== EXERCISE BRIEF ==
The line containing "of the wall" marks where to begin; quote it and every line after it through the end of the data, exactly as written.

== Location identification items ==
━━━

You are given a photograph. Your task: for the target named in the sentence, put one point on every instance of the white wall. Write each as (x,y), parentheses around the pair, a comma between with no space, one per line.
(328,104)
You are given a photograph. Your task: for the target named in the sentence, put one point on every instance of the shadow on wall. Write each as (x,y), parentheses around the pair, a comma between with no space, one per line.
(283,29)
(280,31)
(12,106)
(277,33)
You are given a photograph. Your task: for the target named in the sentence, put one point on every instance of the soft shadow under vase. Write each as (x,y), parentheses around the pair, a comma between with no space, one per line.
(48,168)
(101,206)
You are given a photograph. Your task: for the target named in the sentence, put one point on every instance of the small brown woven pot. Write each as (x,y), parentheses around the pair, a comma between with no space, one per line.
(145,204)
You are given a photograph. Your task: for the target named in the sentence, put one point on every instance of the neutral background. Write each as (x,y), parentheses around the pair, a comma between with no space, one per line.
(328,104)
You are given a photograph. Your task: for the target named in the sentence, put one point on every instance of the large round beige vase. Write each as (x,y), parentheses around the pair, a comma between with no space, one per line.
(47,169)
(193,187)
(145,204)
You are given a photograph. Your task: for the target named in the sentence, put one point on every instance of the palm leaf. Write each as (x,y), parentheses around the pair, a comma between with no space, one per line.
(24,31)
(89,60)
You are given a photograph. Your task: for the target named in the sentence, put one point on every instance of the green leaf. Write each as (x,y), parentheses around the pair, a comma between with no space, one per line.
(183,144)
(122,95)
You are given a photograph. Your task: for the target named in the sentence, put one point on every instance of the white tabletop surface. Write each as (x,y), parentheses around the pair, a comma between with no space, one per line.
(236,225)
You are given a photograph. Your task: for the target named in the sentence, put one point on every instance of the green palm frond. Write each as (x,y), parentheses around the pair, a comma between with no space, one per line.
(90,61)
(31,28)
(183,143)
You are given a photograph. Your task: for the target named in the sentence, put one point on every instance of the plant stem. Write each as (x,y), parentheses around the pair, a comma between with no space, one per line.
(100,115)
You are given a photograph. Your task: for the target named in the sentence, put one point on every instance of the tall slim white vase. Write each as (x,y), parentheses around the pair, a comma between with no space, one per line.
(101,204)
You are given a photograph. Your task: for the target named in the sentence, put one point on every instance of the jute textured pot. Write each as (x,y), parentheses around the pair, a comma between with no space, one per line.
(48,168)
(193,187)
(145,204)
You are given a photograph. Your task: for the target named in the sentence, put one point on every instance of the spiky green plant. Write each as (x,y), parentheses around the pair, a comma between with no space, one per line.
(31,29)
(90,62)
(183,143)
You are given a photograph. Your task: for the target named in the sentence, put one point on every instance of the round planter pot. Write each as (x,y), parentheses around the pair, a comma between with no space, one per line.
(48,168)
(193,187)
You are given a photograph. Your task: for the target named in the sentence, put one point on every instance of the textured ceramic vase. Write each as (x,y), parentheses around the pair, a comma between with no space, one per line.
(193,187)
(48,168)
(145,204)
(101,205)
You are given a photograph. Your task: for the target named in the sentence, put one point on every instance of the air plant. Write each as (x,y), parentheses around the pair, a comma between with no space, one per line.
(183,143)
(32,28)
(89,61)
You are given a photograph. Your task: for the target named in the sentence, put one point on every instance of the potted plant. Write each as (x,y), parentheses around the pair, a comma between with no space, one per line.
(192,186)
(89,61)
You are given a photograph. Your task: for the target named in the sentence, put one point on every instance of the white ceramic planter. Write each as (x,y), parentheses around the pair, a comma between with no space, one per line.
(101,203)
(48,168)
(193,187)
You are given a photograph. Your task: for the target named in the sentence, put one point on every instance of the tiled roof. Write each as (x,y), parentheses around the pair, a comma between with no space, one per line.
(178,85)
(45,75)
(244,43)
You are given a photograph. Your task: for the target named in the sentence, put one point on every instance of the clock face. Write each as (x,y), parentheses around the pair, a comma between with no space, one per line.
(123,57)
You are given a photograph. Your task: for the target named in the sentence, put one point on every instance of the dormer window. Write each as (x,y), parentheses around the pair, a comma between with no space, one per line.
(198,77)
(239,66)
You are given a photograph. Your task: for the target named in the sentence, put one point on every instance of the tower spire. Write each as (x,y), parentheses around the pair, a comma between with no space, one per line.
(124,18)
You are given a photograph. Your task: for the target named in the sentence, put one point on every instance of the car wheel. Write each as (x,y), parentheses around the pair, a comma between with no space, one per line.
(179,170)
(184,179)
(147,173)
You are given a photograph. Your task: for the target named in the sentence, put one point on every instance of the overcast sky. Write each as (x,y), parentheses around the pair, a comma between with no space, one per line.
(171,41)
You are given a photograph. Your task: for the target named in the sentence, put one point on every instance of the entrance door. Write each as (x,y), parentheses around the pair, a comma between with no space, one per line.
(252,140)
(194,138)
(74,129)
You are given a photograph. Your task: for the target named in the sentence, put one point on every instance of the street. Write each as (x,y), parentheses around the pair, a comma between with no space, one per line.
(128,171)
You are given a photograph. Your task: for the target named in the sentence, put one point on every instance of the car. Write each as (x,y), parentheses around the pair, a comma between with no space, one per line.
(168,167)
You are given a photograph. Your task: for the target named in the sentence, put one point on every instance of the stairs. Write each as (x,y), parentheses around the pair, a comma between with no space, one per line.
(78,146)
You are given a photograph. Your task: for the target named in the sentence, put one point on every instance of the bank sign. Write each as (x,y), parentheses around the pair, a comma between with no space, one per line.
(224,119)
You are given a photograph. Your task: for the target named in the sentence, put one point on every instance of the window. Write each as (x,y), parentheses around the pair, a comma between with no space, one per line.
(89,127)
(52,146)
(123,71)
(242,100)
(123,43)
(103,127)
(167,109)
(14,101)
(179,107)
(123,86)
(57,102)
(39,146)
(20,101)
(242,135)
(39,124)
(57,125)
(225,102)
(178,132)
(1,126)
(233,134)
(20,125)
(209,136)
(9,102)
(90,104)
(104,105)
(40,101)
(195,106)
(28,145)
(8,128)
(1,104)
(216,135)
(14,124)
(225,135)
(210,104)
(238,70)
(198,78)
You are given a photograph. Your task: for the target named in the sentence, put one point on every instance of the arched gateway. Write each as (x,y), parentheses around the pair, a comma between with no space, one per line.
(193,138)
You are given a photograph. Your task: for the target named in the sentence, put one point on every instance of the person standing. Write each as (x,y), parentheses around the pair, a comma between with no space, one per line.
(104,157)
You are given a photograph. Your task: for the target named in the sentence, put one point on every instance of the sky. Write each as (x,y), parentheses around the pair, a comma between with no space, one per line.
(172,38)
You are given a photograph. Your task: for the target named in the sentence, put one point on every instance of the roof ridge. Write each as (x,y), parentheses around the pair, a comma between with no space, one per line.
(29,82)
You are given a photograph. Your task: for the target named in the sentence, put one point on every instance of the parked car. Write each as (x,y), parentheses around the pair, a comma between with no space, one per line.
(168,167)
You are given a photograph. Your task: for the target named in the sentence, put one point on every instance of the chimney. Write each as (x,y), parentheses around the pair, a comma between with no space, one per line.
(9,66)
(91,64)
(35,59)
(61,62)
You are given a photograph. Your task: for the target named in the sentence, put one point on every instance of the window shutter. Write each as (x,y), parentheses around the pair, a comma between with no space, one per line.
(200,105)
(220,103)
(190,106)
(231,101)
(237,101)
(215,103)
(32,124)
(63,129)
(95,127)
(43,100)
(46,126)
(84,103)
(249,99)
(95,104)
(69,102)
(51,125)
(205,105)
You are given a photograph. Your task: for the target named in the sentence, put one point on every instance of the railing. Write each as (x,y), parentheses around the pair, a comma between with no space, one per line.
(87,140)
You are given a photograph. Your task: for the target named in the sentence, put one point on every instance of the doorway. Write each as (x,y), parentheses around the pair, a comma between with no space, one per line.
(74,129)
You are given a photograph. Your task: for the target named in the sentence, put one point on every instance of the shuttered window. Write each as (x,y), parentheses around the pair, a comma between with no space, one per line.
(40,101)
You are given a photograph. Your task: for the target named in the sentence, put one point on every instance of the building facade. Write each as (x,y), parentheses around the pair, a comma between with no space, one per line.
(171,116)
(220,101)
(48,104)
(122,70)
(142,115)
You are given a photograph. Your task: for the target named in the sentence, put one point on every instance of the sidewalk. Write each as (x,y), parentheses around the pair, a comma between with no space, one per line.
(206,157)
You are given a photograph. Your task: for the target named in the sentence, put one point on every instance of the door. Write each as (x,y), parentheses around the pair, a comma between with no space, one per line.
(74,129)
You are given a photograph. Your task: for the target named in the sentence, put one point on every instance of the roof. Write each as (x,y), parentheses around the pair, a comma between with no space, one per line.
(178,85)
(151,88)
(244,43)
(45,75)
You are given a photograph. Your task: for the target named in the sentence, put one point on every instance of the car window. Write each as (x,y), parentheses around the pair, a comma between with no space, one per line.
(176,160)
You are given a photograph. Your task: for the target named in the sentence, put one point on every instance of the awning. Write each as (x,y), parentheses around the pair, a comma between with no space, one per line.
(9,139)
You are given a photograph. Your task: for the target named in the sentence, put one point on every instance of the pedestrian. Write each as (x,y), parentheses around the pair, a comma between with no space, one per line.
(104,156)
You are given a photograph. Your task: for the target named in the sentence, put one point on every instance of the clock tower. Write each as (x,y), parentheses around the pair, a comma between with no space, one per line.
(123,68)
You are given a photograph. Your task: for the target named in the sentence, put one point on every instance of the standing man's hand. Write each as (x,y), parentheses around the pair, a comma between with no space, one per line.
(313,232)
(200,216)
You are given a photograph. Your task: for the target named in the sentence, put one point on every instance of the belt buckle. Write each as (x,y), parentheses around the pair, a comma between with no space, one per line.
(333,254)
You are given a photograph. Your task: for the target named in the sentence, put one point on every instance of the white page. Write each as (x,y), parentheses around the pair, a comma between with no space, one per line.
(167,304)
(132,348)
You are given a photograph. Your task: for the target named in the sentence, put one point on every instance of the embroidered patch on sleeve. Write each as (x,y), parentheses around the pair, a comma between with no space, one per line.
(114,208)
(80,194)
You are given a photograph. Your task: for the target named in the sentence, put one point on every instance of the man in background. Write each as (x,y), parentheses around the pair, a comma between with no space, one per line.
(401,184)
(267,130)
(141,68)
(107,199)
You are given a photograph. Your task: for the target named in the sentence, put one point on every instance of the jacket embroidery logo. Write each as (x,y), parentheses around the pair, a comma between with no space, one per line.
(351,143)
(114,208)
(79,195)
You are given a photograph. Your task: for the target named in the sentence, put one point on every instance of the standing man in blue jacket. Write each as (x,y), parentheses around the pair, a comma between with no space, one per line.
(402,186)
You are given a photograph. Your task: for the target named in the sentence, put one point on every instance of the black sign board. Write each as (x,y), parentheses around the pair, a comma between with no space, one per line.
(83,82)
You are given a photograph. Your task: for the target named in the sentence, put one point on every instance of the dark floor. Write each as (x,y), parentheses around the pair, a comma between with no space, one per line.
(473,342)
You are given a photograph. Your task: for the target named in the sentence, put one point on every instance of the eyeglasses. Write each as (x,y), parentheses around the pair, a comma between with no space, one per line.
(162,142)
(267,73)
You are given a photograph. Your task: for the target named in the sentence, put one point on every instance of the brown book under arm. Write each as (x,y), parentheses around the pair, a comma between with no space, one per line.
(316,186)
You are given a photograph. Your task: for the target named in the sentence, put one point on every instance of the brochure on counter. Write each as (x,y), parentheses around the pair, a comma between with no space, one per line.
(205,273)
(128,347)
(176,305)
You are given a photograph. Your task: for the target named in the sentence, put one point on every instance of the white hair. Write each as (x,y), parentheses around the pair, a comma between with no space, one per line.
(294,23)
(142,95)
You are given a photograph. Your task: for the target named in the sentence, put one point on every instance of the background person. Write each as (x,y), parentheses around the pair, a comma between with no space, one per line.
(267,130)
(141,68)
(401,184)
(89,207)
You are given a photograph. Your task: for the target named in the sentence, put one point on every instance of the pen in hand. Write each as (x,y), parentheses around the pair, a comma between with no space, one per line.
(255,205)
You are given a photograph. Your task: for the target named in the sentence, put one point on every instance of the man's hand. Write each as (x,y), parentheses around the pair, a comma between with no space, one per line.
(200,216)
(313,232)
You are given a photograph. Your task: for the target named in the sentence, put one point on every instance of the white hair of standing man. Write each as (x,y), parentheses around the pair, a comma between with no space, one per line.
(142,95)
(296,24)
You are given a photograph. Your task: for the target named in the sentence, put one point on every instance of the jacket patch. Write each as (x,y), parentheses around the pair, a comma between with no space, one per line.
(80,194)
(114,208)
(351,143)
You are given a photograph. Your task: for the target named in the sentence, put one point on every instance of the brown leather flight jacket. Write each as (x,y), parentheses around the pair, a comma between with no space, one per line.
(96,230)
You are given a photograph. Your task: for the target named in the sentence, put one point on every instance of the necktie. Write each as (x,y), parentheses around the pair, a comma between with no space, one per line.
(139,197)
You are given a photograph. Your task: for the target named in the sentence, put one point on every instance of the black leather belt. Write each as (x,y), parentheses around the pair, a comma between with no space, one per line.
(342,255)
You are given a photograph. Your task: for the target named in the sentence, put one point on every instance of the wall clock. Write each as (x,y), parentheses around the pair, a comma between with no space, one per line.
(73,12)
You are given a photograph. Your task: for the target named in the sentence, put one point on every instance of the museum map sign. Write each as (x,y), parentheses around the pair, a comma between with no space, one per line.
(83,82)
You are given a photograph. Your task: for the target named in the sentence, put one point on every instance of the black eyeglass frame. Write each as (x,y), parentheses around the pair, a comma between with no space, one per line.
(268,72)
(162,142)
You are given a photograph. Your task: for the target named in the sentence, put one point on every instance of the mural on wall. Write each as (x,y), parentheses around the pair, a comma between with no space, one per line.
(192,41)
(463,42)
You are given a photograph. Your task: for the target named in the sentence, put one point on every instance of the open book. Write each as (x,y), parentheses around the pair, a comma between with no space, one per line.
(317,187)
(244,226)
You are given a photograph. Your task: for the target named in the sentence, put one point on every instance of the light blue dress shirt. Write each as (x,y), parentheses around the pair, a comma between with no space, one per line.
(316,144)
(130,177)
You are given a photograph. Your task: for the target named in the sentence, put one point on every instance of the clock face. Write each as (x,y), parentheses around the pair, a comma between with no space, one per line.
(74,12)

━━━

== WRITTEN RESPONSE ==
You are given a photograph. Your task: for the target named in the sentence, put one point on every instance of the wall clock. Write each as (x,y), parentheses around the pair, a comma between with no space, one per line.
(73,12)
You are given a photograph. Your task: for the target named in the sentence, put one point on every instance of the museum map sign. Write each as (x,y), parentheses around the pair, a comma between with no space, one per line.
(83,82)
You are given a photograph. Your task: for the target named in the sentence, put one point on every instance of the black eyeglass frame. Write each as (x,y), parentheses around the pair, a comma between with no space, one per line.
(268,72)
(162,142)
You are given a photograph. Your task: for the target named in the sentence, put one point on every instance of the mural on wall. Write each as (x,y), parentheses around the pair, a comma between with no space, one per line.
(192,41)
(463,42)
You are given a photograph. Your task: for the target named in the sentence, put one point on every instance of the open book. Write each as (x,y), parentheses around the pair, a comma between with no space, one per line.
(317,187)
(244,226)
You are given a photograph. Your task: for the target named in the sentence, put one point on every instance of the light blue dress shirt. Write each as (x,y), parentheses around the pair, a comma between with no space, one per line.
(316,144)
(130,177)
You are given a photograph. Your task: for the target named in the sentence, put one point on every instance of the clock face. Write each as (x,y), parentheses around the pair, a comma between with no space, one per line.
(74,12)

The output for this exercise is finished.